If money is withdrawn from a 529 plan for anything other than qualified higher education expenses, you will have to pay regular income taxes and a 10% penalty on all of the earnings. You already paid taxes on the original investment, so you won’t have to do that again.

Your Child May Get Scholarships

The most common question asked regarding 529 plans is, “What happens if my child gets a scholarship?” It’s a valid question since each year an estimated $4.6 billion is awarded in scholarships and grants by the US Department of Education and educational institutions and about $3.3 billion is awarded by private sources. In 2013, two-thirds of full-time college students used scholarships and grants to pay for their education.

If your child gets a scholarship and doesn’t need the money in their 529 plan, it can be withdrawn penalty-free. You will have to pay regular income tax on all of the earnings though. Even though the government does not charge a penalty, having the money needlessly tied up for years presents an opportunity cost in and of itself.

College Attendance Is Not Guaranteed

No matter how much you want your children to attend college, it’s not guaranteed. They may not attend college. Your child may end up the next YouTube sensation, major recording artist or join the military. Or something could happen that makes them unable to pursue higher education. What happens then?

In those cases, you can remove the funds from the account, but you will have to pay taxes and a 10% penalty on all of the growth, as mentioned above. You can also change the beneficiary on the account to another family member if that person is planning on attending college.

Limited Investment Options

Quite possibly the biggest drawback of 529 plans is their lack of investment options. Many plans only offer a handful of investment options, which may or may not be competitive. Do the tax savings that come with a 529 plan offset a subpar investment? Not necessarily. In many cases, investing outside of a 529 plan can bring greater returns or be more prepared to handle market volatility.

Seek Professional Advice

Saving for your child’s college education is important. But it’s also important to do a thorough analysis of all your options and not just follow the crowd into a 529 plan. There are a lot of good things about 529 plans, but they have their downsides as well. They greatly restrict family resources and limit investment options and returns.

Higher education is a valuable investment, so you should work with an experienced financial professional. Someone well versed in college savings plans and investments can help you review your options a decide which is the best for your family’s specific situation.

========

_TASK LIST:_
(a) In the passage on 529 plans, rewrite the paragraph beginning "If your child gets a scholarship" more briefly, keeping its main facts.
(b) Retype the part of the passage on 529 plans starting with "If your child" and going on through "and of itself.".

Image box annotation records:
========

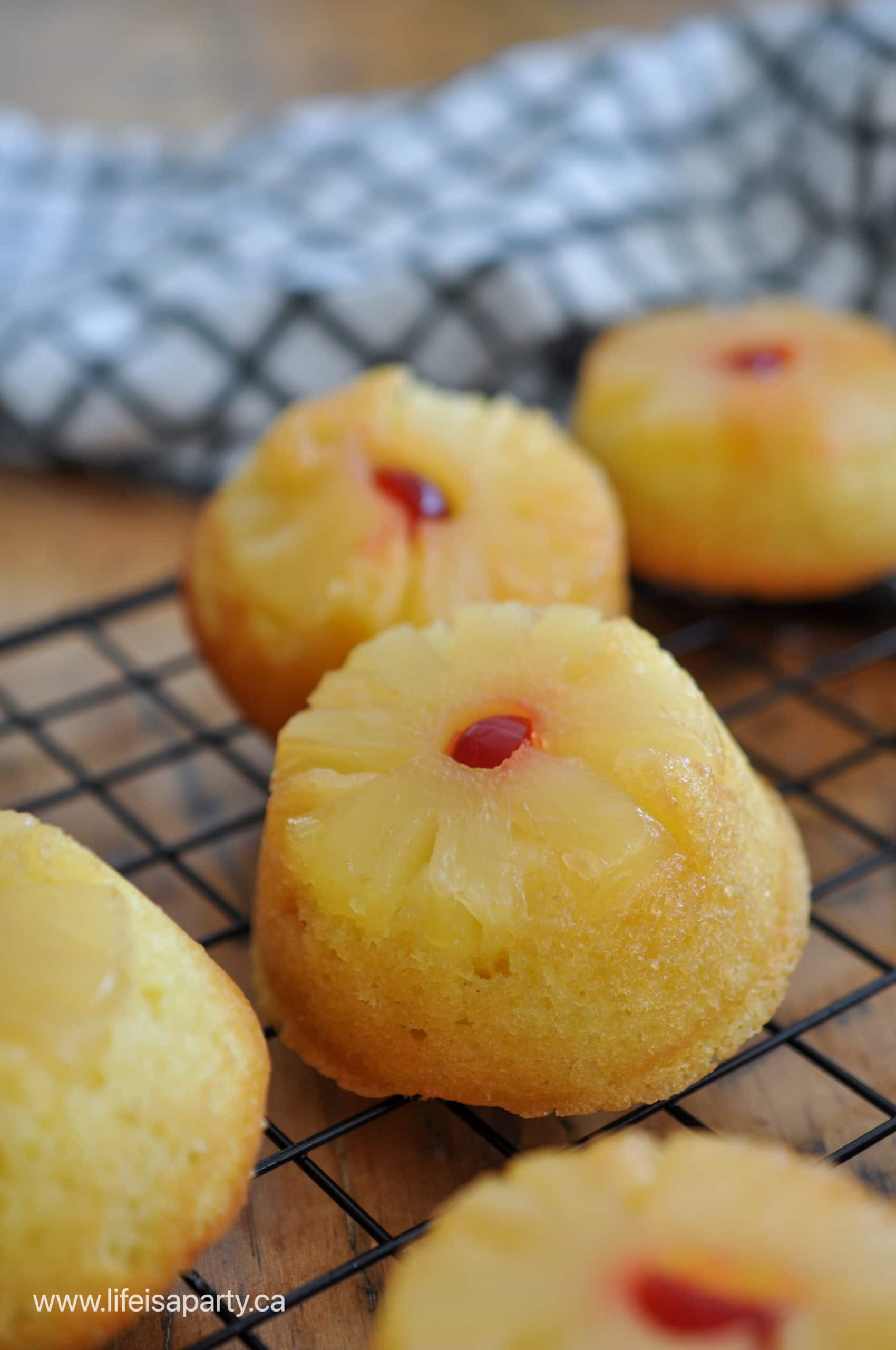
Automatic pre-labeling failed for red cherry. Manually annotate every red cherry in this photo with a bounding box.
[375,468,451,525]
[631,1270,784,1350]
[451,717,532,768]
[725,343,793,379]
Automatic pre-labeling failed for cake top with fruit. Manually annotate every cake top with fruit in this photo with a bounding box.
[255,602,809,1115]
[374,1133,896,1350]
[188,367,628,732]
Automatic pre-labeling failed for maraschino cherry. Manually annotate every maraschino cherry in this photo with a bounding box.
[374,468,451,525]
[631,1270,784,1350]
[451,717,532,768]
[725,343,793,379]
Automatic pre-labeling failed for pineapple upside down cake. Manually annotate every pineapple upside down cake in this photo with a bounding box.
[374,1133,896,1350]
[186,367,628,735]
[0,812,268,1350]
[573,298,896,601]
[255,602,809,1115]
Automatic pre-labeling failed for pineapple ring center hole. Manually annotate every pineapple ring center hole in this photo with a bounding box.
[374,468,451,526]
[630,1270,784,1350]
[451,716,532,768]
[723,343,793,379]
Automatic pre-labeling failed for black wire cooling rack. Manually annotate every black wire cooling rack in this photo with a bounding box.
[0,582,896,1350]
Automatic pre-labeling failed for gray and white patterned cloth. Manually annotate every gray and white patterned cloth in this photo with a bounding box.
[0,0,896,490]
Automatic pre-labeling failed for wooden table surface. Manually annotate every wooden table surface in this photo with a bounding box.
[10,8,896,1350]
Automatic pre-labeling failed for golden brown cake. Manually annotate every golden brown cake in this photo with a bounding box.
[373,1134,896,1350]
[0,812,268,1350]
[573,300,896,601]
[186,367,628,735]
[255,602,809,1115]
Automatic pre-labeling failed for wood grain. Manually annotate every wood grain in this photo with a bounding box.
[0,0,734,128]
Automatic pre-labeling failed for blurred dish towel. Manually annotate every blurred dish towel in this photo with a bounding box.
[0,0,896,489]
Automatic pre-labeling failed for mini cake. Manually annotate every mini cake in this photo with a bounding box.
[374,1134,896,1350]
[0,812,268,1350]
[573,300,896,601]
[255,602,807,1115]
[186,367,628,735]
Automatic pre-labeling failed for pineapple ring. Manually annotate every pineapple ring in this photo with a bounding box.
[186,367,628,735]
[0,812,268,1350]
[373,1133,896,1350]
[573,300,896,601]
[255,602,809,1115]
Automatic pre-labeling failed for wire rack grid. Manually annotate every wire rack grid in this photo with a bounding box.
[0,581,896,1350]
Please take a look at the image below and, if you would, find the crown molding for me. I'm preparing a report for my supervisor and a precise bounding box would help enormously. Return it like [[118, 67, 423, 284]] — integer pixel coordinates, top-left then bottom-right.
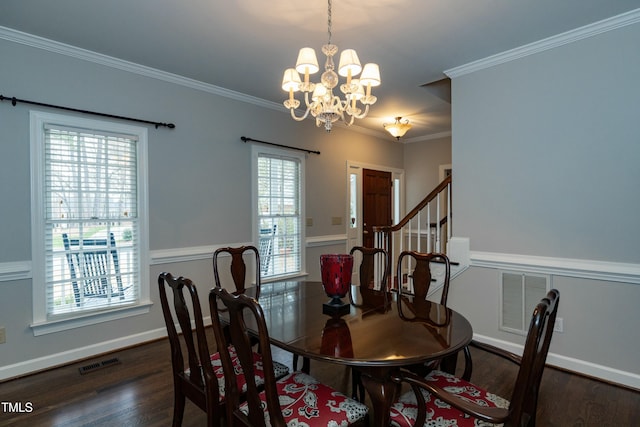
[[444, 8, 640, 79], [0, 27, 284, 111]]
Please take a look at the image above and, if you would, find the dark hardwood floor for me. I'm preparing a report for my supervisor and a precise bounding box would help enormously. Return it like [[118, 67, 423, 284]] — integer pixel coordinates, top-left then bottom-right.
[[0, 337, 640, 427]]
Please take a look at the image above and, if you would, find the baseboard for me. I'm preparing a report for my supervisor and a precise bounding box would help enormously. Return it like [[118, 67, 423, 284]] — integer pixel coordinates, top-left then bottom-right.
[[0, 328, 167, 381], [473, 334, 640, 390]]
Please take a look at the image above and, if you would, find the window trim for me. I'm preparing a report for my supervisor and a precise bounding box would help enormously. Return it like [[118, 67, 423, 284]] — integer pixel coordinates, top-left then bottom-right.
[[251, 144, 307, 283], [29, 110, 152, 336]]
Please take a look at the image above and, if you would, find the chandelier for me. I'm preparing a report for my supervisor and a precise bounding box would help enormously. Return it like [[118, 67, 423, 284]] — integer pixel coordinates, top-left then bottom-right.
[[382, 117, 411, 141], [282, 0, 380, 132]]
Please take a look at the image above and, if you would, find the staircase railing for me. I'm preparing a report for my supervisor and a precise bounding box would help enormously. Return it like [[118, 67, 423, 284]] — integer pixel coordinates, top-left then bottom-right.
[[373, 175, 452, 289]]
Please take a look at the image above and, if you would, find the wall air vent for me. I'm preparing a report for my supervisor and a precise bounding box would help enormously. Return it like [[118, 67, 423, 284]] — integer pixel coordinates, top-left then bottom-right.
[[500, 271, 551, 335]]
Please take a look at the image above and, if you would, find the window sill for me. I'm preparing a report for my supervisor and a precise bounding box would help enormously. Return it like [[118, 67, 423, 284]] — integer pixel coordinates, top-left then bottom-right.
[[31, 301, 153, 337]]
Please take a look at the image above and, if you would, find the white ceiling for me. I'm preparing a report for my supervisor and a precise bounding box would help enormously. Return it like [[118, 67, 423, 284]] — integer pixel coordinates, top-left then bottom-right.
[[0, 0, 640, 141]]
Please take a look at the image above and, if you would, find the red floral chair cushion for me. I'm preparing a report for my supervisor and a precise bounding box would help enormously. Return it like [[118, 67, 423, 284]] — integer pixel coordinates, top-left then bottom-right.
[[240, 372, 368, 427], [185, 345, 289, 401], [391, 371, 509, 427]]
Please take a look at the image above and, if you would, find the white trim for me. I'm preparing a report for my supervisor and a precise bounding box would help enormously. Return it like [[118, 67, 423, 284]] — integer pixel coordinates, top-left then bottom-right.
[[444, 9, 640, 79], [306, 234, 347, 248], [0, 261, 31, 282], [470, 251, 640, 285], [149, 242, 255, 265], [400, 130, 451, 144], [473, 334, 640, 390], [31, 301, 153, 337], [0, 26, 288, 113]]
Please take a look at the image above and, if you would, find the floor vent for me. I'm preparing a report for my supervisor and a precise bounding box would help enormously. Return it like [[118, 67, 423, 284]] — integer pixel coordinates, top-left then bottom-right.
[[78, 357, 120, 375]]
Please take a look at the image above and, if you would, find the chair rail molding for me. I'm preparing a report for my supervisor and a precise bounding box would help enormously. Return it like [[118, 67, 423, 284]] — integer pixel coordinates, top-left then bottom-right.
[[473, 334, 640, 390], [470, 251, 640, 285], [0, 261, 32, 282]]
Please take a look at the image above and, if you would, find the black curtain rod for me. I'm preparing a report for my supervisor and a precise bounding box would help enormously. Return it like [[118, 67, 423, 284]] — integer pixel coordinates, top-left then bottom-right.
[[240, 136, 320, 154], [0, 95, 176, 129]]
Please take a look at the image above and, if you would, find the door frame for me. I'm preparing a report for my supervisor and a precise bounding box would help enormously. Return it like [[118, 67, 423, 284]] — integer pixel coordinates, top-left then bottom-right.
[[345, 160, 405, 249]]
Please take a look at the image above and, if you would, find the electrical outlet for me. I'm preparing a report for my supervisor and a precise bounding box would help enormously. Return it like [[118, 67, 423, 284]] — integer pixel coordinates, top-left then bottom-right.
[[553, 317, 564, 333]]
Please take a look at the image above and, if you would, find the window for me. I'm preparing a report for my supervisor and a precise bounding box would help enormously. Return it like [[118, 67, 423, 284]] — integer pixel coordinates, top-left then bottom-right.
[[31, 112, 148, 335], [253, 146, 304, 278]]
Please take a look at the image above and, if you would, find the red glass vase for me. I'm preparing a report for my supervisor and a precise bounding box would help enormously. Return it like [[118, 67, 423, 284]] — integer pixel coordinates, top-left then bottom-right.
[[320, 254, 353, 314]]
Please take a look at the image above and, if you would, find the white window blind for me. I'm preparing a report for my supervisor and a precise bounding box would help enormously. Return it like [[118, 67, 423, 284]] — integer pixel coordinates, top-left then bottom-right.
[[257, 153, 302, 277], [42, 124, 140, 320]]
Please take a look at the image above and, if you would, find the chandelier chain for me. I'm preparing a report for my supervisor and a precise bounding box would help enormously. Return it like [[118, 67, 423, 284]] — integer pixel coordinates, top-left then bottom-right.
[[327, 0, 331, 44]]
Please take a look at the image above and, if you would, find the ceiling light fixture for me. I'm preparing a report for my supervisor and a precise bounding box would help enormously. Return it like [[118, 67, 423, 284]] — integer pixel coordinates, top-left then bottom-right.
[[382, 116, 411, 141], [282, 0, 380, 132]]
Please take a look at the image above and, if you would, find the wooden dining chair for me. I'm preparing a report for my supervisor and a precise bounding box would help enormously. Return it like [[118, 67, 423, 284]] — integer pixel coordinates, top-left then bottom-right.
[[158, 273, 289, 427], [396, 251, 473, 380], [213, 245, 260, 299], [158, 273, 225, 427], [349, 246, 389, 402], [213, 245, 295, 377], [209, 287, 368, 427], [390, 289, 560, 427]]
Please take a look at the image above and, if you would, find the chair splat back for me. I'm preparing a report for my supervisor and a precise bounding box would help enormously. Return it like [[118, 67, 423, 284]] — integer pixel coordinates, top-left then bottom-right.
[[209, 287, 286, 427], [158, 273, 224, 426], [349, 246, 389, 291], [396, 251, 451, 306], [509, 289, 560, 425], [213, 246, 260, 298]]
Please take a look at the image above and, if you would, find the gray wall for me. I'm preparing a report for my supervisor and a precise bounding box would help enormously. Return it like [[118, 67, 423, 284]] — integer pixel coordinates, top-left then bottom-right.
[[0, 35, 403, 378], [404, 136, 451, 210], [449, 18, 640, 387]]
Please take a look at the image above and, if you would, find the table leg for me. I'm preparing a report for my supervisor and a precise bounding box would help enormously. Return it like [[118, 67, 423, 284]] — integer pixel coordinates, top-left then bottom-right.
[[356, 367, 400, 427]]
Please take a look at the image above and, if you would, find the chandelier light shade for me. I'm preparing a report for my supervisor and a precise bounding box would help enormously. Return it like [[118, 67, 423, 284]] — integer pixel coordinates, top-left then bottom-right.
[[282, 0, 381, 132], [382, 117, 411, 141]]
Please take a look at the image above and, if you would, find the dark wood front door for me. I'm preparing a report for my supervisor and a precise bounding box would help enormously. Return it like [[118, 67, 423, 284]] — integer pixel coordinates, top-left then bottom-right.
[[362, 169, 392, 248]]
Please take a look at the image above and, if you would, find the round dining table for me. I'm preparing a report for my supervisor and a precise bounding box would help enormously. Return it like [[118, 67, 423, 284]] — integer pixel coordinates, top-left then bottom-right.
[[222, 280, 473, 426]]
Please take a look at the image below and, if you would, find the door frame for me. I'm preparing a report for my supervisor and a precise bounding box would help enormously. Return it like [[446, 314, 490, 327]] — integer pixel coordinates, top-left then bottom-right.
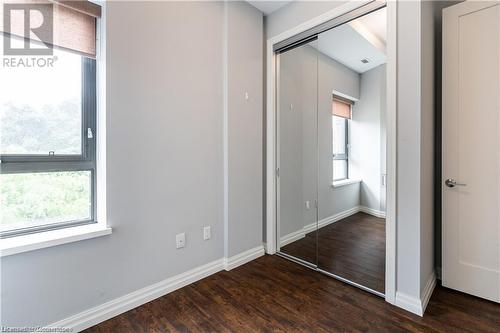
[[266, 0, 397, 304]]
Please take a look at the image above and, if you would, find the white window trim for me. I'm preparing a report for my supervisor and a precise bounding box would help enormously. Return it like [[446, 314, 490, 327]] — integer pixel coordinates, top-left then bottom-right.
[[332, 178, 362, 188], [0, 223, 112, 257], [0, 1, 112, 257]]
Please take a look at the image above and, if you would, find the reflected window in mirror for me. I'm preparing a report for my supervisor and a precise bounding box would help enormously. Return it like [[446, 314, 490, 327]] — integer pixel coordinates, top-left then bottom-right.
[[332, 95, 352, 182]]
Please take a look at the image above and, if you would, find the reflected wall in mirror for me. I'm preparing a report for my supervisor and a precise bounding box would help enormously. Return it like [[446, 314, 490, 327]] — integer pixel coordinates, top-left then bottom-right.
[[277, 8, 386, 295], [277, 40, 318, 266], [316, 8, 386, 293]]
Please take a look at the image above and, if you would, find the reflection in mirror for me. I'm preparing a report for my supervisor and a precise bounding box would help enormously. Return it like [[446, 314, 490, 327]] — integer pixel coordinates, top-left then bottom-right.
[[316, 8, 386, 293], [277, 40, 318, 266]]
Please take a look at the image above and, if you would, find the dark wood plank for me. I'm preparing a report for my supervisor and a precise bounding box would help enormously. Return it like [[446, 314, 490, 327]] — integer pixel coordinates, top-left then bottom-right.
[[86, 256, 500, 333], [281, 213, 385, 293]]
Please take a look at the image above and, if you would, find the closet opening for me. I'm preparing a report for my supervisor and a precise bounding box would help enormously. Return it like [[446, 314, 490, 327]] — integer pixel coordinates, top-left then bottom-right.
[[268, 2, 392, 297]]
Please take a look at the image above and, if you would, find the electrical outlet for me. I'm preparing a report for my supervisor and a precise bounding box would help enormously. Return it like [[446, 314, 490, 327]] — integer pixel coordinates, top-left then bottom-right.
[[203, 225, 212, 240], [175, 233, 186, 249]]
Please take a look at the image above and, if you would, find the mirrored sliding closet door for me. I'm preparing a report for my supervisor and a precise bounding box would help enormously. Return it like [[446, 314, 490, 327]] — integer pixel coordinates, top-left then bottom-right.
[[276, 7, 387, 296], [277, 39, 318, 267]]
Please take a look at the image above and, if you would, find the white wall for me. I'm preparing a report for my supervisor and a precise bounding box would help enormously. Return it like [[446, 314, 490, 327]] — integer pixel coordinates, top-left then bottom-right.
[[349, 65, 386, 211], [1, 1, 262, 326]]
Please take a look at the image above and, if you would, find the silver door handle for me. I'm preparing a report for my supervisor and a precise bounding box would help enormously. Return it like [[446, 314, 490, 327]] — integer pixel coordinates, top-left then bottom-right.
[[444, 178, 467, 187]]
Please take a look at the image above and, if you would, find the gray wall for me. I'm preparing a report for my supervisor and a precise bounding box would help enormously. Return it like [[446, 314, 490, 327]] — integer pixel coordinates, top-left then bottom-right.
[[1, 1, 262, 326], [349, 65, 386, 211], [227, 1, 264, 256], [396, 1, 421, 298]]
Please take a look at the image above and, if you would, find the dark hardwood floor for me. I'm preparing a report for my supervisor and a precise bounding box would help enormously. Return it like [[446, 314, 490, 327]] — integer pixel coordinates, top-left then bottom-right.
[[86, 256, 500, 333], [281, 213, 385, 293]]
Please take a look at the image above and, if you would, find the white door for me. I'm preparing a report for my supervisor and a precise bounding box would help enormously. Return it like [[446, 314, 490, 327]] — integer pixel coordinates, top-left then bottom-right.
[[442, 1, 500, 302]]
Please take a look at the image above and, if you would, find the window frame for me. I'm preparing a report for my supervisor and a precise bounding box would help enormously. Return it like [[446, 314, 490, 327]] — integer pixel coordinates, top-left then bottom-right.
[[0, 56, 98, 238], [332, 114, 352, 182]]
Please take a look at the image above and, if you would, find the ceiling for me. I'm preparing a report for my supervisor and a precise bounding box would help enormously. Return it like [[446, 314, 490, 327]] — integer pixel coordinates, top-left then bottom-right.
[[310, 8, 387, 73], [247, 0, 292, 15]]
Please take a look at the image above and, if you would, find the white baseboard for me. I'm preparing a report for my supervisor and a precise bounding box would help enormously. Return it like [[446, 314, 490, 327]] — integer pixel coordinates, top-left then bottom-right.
[[436, 267, 443, 280], [224, 245, 265, 271], [48, 245, 264, 332], [359, 206, 385, 219], [280, 229, 306, 246], [396, 273, 436, 317], [421, 272, 437, 314]]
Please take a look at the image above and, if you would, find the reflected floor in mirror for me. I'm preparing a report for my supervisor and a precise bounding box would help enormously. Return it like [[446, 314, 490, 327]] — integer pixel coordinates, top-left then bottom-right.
[[281, 212, 385, 293]]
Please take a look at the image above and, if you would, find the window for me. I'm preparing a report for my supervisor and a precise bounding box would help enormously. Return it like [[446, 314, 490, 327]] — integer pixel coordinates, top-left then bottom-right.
[[0, 1, 101, 237], [332, 96, 352, 181], [0, 50, 97, 237]]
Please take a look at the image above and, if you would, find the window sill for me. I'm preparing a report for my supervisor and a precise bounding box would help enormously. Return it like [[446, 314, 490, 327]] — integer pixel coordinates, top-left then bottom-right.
[[0, 224, 112, 257], [332, 179, 361, 188]]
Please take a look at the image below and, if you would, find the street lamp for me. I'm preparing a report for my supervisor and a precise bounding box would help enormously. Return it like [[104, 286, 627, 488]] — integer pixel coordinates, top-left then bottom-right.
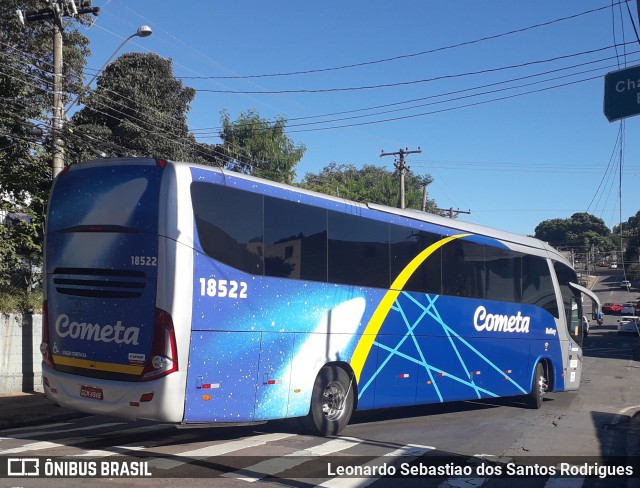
[[64, 25, 153, 117], [52, 25, 153, 178]]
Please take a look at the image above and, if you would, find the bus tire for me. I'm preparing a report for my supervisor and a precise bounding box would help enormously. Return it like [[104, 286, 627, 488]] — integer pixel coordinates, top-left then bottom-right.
[[527, 363, 548, 409], [303, 364, 354, 436]]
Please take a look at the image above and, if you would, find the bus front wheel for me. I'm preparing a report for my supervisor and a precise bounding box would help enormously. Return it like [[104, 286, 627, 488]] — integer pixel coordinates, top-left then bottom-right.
[[528, 363, 548, 409], [304, 365, 354, 436]]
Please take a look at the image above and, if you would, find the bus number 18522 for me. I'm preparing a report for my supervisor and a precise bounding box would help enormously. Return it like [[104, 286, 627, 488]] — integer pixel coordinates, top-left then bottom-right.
[[200, 278, 249, 298]]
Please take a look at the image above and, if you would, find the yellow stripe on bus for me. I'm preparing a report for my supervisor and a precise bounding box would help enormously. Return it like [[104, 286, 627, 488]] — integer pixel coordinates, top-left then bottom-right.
[[53, 356, 143, 375], [351, 234, 471, 382]]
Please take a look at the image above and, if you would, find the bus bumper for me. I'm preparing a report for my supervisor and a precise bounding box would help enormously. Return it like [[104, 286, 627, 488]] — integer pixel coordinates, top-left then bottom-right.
[[42, 364, 185, 423]]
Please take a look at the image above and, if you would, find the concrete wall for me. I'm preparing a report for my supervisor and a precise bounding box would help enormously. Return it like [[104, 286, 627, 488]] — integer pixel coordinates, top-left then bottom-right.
[[0, 313, 43, 395]]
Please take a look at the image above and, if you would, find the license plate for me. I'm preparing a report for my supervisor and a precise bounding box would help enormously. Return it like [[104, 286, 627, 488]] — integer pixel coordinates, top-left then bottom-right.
[[80, 386, 104, 400]]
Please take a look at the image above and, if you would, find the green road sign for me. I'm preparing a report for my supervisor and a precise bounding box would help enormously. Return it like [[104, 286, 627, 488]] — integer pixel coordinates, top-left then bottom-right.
[[604, 66, 640, 122]]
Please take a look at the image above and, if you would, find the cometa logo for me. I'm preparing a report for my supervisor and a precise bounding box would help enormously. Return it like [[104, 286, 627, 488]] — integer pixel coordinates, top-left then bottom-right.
[[473, 305, 531, 334], [56, 314, 140, 345]]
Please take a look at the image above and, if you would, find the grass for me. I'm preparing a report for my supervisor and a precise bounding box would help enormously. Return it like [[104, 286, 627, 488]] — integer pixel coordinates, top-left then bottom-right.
[[0, 290, 42, 314]]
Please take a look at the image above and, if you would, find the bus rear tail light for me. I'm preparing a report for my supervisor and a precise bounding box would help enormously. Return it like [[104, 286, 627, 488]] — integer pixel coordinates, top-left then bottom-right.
[[140, 308, 178, 381], [40, 300, 55, 369]]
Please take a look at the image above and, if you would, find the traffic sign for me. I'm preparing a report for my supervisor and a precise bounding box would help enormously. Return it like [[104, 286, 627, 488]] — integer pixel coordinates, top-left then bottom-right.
[[604, 65, 640, 122]]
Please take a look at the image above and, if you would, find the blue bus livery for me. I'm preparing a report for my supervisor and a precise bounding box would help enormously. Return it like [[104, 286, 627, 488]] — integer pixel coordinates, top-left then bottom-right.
[[41, 159, 598, 435]]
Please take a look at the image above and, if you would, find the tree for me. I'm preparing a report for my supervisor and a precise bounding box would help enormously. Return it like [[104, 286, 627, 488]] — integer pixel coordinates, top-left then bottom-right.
[[535, 212, 613, 251], [220, 110, 306, 184], [68, 53, 208, 162], [613, 211, 640, 280], [0, 0, 89, 306], [301, 162, 439, 214]]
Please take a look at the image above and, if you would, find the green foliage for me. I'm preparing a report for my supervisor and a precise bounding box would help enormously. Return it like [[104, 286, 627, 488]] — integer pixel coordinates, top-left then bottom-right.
[[220, 110, 306, 184], [300, 162, 438, 213], [0, 0, 89, 302], [68, 53, 211, 162], [535, 212, 614, 252]]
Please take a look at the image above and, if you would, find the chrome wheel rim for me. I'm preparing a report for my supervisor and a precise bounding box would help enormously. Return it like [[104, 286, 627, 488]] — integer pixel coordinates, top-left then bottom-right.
[[322, 381, 347, 421]]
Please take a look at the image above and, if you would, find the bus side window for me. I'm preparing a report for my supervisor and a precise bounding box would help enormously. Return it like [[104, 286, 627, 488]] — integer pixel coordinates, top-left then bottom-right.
[[329, 211, 390, 288], [522, 256, 560, 318], [191, 182, 264, 275], [485, 250, 522, 303], [390, 225, 442, 295], [264, 197, 327, 281]]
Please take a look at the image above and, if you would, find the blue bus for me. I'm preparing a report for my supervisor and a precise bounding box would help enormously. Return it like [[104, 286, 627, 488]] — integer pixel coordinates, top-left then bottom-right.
[[41, 158, 599, 435]]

========

_ANSWER SET:_
(a) A child who receives a scholarship may not need the money in the 529 plan. That money can then be withdrawn without a penalty, though regular income tax is owed on all of the earnings. Even without a penalty, money kept needlessly tied up for years carries an opportunity cost.

(b)
If your child gets a scholarship and doesn’t need the money in their 529 plan, it can be withdrawn penalty-free. You will have to pay regular income tax on all of the earnings though. Even though the government does not charge a penalty, having the money needlessly tied up for years presents an opportunity cost in and of itself.